(Collected data entries):
+-------+

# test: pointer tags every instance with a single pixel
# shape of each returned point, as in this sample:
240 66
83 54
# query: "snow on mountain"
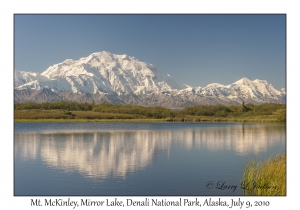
23 77
119 75
104 72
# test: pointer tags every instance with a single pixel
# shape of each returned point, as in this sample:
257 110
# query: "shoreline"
146 120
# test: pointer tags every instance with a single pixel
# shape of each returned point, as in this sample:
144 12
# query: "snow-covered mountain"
104 72
125 79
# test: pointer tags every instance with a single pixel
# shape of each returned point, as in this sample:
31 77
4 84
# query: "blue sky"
194 49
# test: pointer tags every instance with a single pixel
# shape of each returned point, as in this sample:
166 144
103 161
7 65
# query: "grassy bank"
72 111
90 116
265 178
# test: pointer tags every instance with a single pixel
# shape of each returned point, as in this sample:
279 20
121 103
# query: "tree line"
157 112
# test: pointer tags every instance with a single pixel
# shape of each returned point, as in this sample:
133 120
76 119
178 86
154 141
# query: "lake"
139 158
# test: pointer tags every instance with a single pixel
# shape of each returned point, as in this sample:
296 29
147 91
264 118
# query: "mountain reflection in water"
116 153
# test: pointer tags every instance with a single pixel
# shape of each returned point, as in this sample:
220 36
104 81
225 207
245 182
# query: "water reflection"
116 153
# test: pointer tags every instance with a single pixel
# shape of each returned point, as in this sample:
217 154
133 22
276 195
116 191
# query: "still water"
139 158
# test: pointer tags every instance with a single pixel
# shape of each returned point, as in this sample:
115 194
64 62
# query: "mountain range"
104 77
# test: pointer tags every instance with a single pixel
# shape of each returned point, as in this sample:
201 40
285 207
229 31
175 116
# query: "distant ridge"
111 78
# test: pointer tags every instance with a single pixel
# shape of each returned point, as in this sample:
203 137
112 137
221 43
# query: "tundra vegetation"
266 177
72 111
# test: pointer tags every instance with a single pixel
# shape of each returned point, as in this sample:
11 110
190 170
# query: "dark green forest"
71 110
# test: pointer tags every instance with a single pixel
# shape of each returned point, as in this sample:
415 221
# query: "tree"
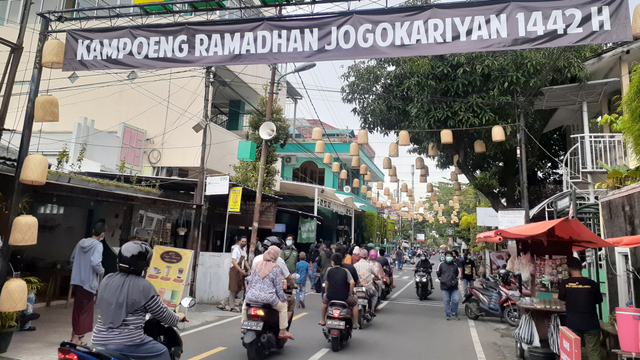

+-------+

(WHAT YOU NEED TO DO): Tally the lines in the rows above that contain the string "snow". How many are there? Give only the number.

(WRITTEN ANSWER): 2